* [Document extract]
START

Zero-copy from host to device decreases cudaMemcpyAsync device to host performance

Hi all,

I have run into some performance problems when running a zero-copy kernel that transfers data from the host to the device concurrently with DMA copies (cudaMemcpyAsync) from device to host. More specifically, if I run cudaMemcpyAsync by itself or even concurrently with another cudaMemcpyAsync that transfers data in the opposite direction, each transfer shows ~12GB/s in the visual profiler. However, if I replace the cudaMemcpyAsync which transfers from host to device with a zero-copy kernel, then the cudaMemcpyAsync device to host drops to ~8-9GB/s.

Here is the example code:

__global__ void zeroCopyHostToDevice(unsigned int* d_odata, const unsigned int* __restrict__ h_idata, unsigned int memSize32)
{
    const unsigned int idx = blockIdx.x * blockDim.x + threadIdx.x;
    if (idx >= memSize32)
    {
        return;
    }
    d_odata[ idx ] = h_idata[ idx ];
}

...
    const unsigned int nstreams = 4;
    cudaStream_t streams[nstreams];
...

END

* [Records shown]
START

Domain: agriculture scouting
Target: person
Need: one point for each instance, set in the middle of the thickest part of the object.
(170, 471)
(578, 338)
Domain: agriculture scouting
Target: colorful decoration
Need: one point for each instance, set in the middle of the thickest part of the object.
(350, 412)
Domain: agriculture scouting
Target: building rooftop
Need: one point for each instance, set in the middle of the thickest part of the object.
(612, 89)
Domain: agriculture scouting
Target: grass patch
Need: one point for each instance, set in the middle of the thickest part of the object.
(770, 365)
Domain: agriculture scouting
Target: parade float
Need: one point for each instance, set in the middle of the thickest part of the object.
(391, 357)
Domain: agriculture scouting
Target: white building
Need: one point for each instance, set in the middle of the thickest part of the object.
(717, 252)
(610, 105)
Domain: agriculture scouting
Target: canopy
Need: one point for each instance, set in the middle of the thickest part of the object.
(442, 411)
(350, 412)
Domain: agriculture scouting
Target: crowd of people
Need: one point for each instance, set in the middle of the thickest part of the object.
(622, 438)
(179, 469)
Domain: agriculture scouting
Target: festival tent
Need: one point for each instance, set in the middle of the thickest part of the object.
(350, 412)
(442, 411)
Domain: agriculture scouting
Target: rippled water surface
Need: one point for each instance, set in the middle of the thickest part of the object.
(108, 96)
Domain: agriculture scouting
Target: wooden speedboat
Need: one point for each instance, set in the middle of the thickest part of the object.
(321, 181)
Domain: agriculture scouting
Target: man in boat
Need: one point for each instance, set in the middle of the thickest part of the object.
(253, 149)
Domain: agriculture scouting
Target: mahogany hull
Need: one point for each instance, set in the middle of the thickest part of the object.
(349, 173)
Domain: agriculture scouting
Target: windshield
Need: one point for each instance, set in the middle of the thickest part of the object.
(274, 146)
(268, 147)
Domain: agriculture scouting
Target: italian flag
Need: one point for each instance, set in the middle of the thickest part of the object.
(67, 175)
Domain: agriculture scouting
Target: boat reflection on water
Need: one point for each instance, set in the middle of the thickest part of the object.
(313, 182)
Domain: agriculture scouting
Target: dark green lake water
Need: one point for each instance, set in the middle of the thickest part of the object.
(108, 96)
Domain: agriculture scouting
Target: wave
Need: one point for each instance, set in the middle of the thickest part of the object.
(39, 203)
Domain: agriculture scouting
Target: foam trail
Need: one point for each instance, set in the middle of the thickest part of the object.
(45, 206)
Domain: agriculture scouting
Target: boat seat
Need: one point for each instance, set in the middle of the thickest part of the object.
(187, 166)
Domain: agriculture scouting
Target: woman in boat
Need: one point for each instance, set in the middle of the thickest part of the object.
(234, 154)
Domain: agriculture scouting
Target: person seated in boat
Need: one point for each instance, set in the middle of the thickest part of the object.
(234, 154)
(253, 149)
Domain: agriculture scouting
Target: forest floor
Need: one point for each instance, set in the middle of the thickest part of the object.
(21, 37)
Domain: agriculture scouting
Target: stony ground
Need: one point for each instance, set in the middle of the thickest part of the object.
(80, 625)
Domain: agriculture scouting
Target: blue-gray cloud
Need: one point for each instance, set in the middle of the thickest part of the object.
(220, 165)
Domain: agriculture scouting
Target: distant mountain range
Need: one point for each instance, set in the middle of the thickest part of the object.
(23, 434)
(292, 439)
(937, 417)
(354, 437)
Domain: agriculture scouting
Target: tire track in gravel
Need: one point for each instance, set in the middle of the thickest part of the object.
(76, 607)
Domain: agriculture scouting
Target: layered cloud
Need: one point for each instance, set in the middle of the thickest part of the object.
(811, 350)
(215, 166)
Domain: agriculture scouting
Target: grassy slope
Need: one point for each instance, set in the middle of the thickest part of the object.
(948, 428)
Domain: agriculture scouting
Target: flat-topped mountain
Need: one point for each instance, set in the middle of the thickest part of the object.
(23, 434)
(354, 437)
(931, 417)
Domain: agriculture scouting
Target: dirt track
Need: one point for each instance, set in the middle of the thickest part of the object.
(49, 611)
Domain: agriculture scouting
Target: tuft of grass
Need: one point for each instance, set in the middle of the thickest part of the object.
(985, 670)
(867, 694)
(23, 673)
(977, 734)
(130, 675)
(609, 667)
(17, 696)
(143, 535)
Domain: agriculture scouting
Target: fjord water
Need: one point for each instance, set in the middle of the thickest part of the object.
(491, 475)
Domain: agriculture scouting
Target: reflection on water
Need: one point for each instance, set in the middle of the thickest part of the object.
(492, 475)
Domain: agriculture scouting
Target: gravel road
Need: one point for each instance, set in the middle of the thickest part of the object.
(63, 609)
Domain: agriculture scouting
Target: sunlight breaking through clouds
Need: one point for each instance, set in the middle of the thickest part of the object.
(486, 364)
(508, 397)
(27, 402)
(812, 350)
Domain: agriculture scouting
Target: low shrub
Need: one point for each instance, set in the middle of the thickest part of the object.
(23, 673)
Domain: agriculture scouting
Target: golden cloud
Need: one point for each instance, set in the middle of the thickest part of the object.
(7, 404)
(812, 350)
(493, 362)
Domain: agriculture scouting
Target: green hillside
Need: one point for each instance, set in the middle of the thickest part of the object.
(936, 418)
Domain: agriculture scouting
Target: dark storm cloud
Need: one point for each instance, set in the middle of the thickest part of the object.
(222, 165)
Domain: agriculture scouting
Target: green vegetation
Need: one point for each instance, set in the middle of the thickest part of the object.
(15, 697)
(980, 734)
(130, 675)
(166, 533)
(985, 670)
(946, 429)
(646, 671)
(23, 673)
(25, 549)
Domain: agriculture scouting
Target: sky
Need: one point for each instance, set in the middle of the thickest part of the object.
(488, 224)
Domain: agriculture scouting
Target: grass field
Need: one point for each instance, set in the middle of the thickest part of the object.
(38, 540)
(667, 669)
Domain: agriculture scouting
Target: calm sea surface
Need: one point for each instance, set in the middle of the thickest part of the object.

END

* [Things to do]
a: Update the forum post on zero-copy performance: reproduce it beginning at the words "Zero-copy from host" and stopping after "(idx >= memSize32)", with "visual profiler" replaced by "profiling tool".
b: Name every parameter declared for the kernel function in the forum post on zero-copy performance.
c: Carry the forum post on zero-copy performance forward from its final line.

* [Answers for the exercise]
a:
Zero-copy from host to device decreases cudaMemcpyAsync device to host performance

Hi all,

I have run into some performance problems when running a zero-copy kernel that transfers data from the host to the device concurrently with DMA copies (cudaMemcpyAsync) from device to host. More specifically, if I run cudaMemcpyAsync by itself or even concurrently with another cudaMemcpyAsync that transfers data in the opposite direction, each transfer shows ~12GB/s in the profiling tool. However, if I replace the cudaMemcpyAsync which transfers from host to device with a zero-copy kernel, then the cudaMemcpyAsync device to host drops to ~8-9GB/s.

Here is the example code:

__global__ void zeroCopyHostToDevice(unsigned int* d_odata, const unsigned int* __restrict__ h_idata, unsigned int memSize32)
{
    const unsigned int idx = blockIdx.x * blockDim.x + threadIdx.x;
    if (idx >= memSize32)

b: d_odata, h_idata, memSize32

c:
    unsigned int memSize32 = memSize / 4;
    dim3 block(256);
    dim3 grid((memSize32 + block.x - 1) / block.x);

    for (unsigned int i = 0; i < MEMCOPY_ITERATIONS; i++)
    {
        zeroCopyHostToDevice<<<grid, block, 0, streams[i % nstreams]>>>((unsigned int*)d_idata, (const unsigned int*)h_odata, memSize32);
        checkCudaErrors(cudaMemcpyAsync(h_odata, d_idata, memSize, cudaMemcpyDeviceToHost, streams[i % nstreams]));
    }
...

My assumption is that to perform the zero-copy reads, the GPU issues PCIe requests to the host which is occupying bandwidth in the same direction as the DMA writes to the host. Is this a correct assumption or is there another explanation?

Thanks!